··· SUPPLIED RECORDS
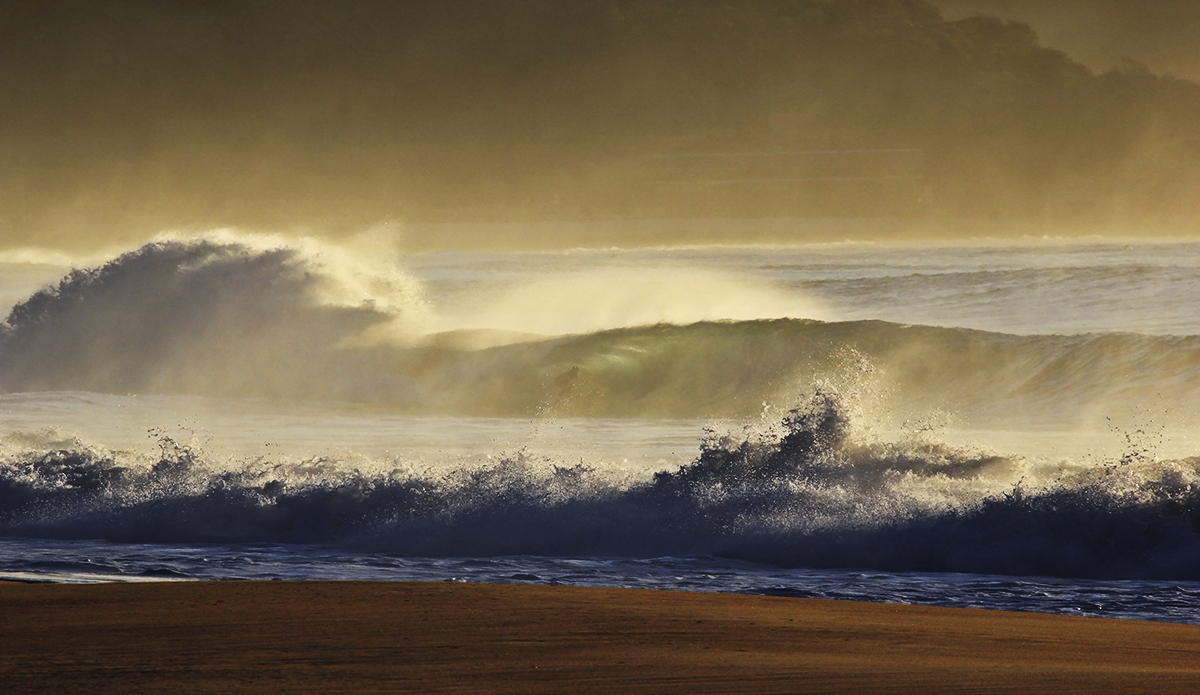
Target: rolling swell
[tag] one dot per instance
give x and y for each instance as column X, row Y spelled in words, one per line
column 803, row 492
column 229, row 318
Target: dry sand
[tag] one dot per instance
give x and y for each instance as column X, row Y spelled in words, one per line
column 393, row 636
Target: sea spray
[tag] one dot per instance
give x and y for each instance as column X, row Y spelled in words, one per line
column 805, row 493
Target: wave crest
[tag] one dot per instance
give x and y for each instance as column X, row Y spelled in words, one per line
column 805, row 493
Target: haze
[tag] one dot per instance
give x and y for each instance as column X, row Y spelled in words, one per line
column 448, row 117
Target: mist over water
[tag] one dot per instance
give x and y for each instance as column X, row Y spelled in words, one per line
column 760, row 405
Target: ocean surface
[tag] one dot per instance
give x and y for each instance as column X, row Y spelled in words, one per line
column 1001, row 425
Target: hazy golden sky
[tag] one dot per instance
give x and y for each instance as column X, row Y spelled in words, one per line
column 119, row 119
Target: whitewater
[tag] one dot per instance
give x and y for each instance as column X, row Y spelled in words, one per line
column 1003, row 425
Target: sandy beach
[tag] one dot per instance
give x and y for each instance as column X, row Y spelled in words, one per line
column 394, row 636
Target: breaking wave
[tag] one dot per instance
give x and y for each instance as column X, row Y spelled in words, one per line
column 804, row 491
column 237, row 317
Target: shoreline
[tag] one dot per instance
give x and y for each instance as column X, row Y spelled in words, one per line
column 315, row 636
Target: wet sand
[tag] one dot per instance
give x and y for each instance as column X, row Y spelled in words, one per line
column 393, row 636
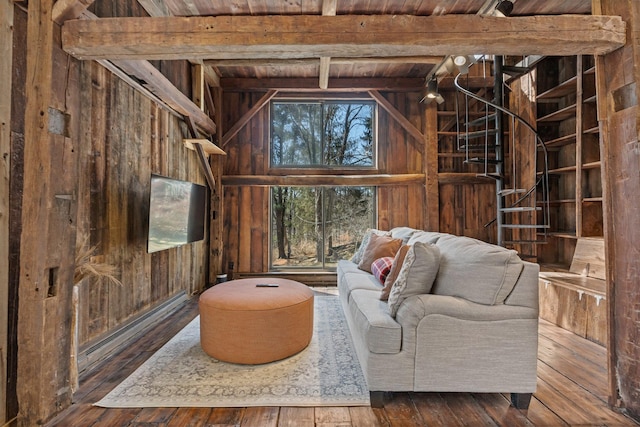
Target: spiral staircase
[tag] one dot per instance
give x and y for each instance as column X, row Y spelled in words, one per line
column 501, row 141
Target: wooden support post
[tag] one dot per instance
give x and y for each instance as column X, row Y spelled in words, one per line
column 216, row 222
column 432, row 186
column 48, row 238
column 6, row 52
column 618, row 91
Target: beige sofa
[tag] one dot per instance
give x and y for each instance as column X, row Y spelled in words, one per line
column 476, row 331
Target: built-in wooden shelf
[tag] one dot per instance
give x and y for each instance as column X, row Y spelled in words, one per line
column 564, row 169
column 592, row 165
column 208, row 146
column 559, row 115
column 565, row 88
column 592, row 130
column 561, row 140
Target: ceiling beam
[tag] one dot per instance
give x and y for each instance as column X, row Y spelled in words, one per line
column 275, row 62
column 311, row 84
column 329, row 8
column 313, row 36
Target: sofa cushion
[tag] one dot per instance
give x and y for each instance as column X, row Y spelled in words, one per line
column 357, row 256
column 378, row 247
column 393, row 273
column 372, row 321
column 425, row 237
column 416, row 276
column 403, row 233
column 381, row 267
column 476, row 270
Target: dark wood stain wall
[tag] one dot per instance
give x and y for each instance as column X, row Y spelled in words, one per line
column 246, row 208
column 92, row 175
column 124, row 137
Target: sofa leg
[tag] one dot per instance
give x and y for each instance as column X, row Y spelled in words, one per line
column 377, row 399
column 521, row 400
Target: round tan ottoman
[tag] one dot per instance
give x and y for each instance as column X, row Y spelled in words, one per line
column 244, row 323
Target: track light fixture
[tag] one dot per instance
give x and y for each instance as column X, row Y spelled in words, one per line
column 432, row 91
column 504, row 8
column 432, row 88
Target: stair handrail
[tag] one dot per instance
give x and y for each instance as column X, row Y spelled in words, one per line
column 544, row 178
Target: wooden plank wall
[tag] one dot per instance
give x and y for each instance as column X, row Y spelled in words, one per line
column 618, row 75
column 6, row 52
column 83, row 146
column 125, row 138
column 246, row 208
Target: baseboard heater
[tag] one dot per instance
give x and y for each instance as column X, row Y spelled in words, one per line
column 95, row 352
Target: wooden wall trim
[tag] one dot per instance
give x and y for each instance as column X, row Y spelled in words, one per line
column 247, row 117
column 322, row 180
column 6, row 52
column 418, row 138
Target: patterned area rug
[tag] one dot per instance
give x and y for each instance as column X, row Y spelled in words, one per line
column 181, row 374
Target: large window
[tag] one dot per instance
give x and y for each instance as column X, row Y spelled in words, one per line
column 314, row 227
column 322, row 134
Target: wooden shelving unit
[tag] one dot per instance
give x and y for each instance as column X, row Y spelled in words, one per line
column 567, row 122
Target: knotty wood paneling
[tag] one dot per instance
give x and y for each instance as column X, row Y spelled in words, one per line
column 124, row 138
column 246, row 208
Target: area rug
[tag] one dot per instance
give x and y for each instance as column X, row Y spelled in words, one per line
column 181, row 374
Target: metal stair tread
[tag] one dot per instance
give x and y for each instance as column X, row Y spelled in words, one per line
column 477, row 134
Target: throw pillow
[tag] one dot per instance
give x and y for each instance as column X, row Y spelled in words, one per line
column 357, row 256
column 393, row 274
column 416, row 276
column 378, row 247
column 381, row 267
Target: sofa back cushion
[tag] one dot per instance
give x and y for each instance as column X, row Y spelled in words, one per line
column 416, row 276
column 378, row 247
column 476, row 270
column 425, row 237
column 396, row 266
column 357, row 256
column 381, row 267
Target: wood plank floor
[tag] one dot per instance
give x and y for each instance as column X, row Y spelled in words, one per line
column 572, row 391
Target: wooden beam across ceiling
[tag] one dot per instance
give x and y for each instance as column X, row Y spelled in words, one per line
column 313, row 36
······
## JOB
Retype all entries exactly as they appear, dropping the images.

## FINISHED TASK
Target: rolling swell
[tag] one dot per instance
give x and y for each instance as column X, row Y spelled in words, one per line
column 803, row 492
column 229, row 318
Target: dry sand
[tag] one dot per instance
give x and y for each instance as column X, row Y spelled in words, one per line
column 393, row 636
Target: sea spray
[tag] one dot per instance
give x and y for each instance as column X, row Y spelled in words, one per line
column 805, row 493
Target: wave crest
[tag] one dot per instance
give x and y for each instance as column X, row Y spelled in words, one per line
column 805, row 493
Target: haze
[tag] one dot per instance
give x and y for each instance as column X, row Y spelled in words, one per line
column 448, row 117
Target: mist over water
[tag] one dot per instance
give x and y for each instance as column X, row Y spelled in words, one per line
column 760, row 405
Target: ocean surface
[tag] one dot per instance
give x and y for each instance as column X, row Y spelled in words, one per line
column 1001, row 425
Target: hazy golden sky
[tag] one dot per instance
give x and y for each instance as column X, row Y spelled in words, one per line
column 119, row 119
Target: whitewater
[tag] one dot per instance
give x and y for each instance as column X, row Y spelled in words, one per line
column 1003, row 425
Target: sandy beach
[tag] one dot per instance
give x and y for each instance as column X, row Y spelled in words, one per line
column 394, row 636
Target: breaking wave
[tag] one dot per instance
give x and y for each instance as column X, row Y spelled in words, one per line
column 804, row 491
column 237, row 317
Target: shoreline
[tag] one dot per instance
give x and y for each instance as column X, row Y spelled in words, one per line
column 315, row 636
Target: wet sand
[tag] one dot per instance
give x and y for each instance as column X, row Y spelled in words, one per line
column 393, row 636
Target: spiral staircase
[tag] one dot per instance
give x and y for each instance as column X, row Y spelled in words, one per line
column 501, row 141
Target: wooden support post
[tag] one dot per instance
give x and y for each instance as column X, row Y spelled in words, one per line
column 216, row 222
column 432, row 186
column 48, row 238
column 6, row 52
column 618, row 91
Target: beige sofa
[tag] one dot per instance
give x and y for each instance as column X, row Y spelled in words, one per line
column 476, row 331
Target: built-in wooden shelf
[tag] one dot per instance
give x and y for each instance as column X, row Y spelled in words, one per line
column 564, row 169
column 592, row 165
column 208, row 146
column 559, row 115
column 565, row 88
column 592, row 130
column 561, row 140
Target: ceiling beam
[tag] one dot per instance
give x and y for each instance as column X, row Y spelled in words, one per line
column 275, row 62
column 311, row 84
column 329, row 8
column 313, row 36
Target: sofa cushion
[tag] one dot per instance
give x and y for each instance as column X, row Y spelled in words, one per line
column 357, row 256
column 378, row 247
column 393, row 273
column 372, row 321
column 425, row 237
column 416, row 276
column 403, row 233
column 381, row 267
column 476, row 270
Target: dark wood stain wall
[tag] one dot per instance
give x and y for each instance as column X, row Y spelled in words, one per line
column 246, row 208
column 92, row 175
column 124, row 137
Target: sofa leg
[tag] one dot per instance
give x and y for each instance as column X, row Y spelled in words, one per line
column 377, row 399
column 521, row 400
Target: round tan ottoman
[tag] one dot per instance
give x and y for each instance as column X, row Y spelled in words, one per line
column 244, row 323
Target: track light fixture
[tag] one dot per instance
give x and y for each instance as column X, row Y spelled in words, one per line
column 432, row 91
column 504, row 8
column 432, row 88
Target: stair handrail
[tag] one dot per instance
give x and y for each instance as column X, row Y spelled in words, one per line
column 544, row 178
Target: wooden plank wall
[tag] one dot per instance
give x and y for each instance as column X, row Y spelled in words, one per line
column 618, row 75
column 6, row 52
column 83, row 146
column 125, row 138
column 246, row 208
Target: baseboard heater
[tag] one dot per instance
give x and y for each instance as column X, row Y spelled in words, one per line
column 95, row 352
Target: wooden wall trim
[tag] one dot per instance
give x and y for each instance as column X, row Y spelled in words, one per line
column 247, row 117
column 322, row 180
column 6, row 52
column 418, row 138
Target: patterned area rug
[tag] one dot per instance
give x and y for each instance as column X, row Y spelled in words, one per line
column 181, row 374
Target: large window
[tag] one dot per instance
give x and y for each instance as column X, row Y spelled in words, one per line
column 314, row 227
column 322, row 134
Target: wooden shelving unit
[tag] one dot per instance
give x and y for each instance as column X, row Y spelled in words, one per line
column 567, row 122
Target: knotty wood paneling
[tag] one dot per instance
give x and y for each instance as column X, row Y spelled in words, one per line
column 124, row 138
column 246, row 208
Target: area rug
[tag] one dot per instance
give x and y for each instance as column X, row Y spelled in words, one per line
column 181, row 374
Target: metal stair tread
[tag] one dot per instance
give x and y for each instance as column X, row Y spelled in words, one per line
column 477, row 134
Target: throw pillow
[tag] one dot per instance
give x and y for each instance as column X, row Y spelled in words, one per line
column 357, row 256
column 393, row 274
column 416, row 276
column 378, row 247
column 381, row 267
Target: sofa back cushion
[tag] one dot per instance
give x and y for each instance as column X, row Y spelled in words, one per line
column 416, row 276
column 378, row 247
column 476, row 270
column 425, row 237
column 396, row 266
column 357, row 256
column 381, row 267
Target: wood plank floor
[tag] one dot per instance
give x and y for each instance as column X, row Y spelled in words, one per line
column 572, row 391
Target: wooden beam across ceiling
[tag] one dot per instance
give x and y for each instance as column X, row Y spelled in words, one per line
column 313, row 36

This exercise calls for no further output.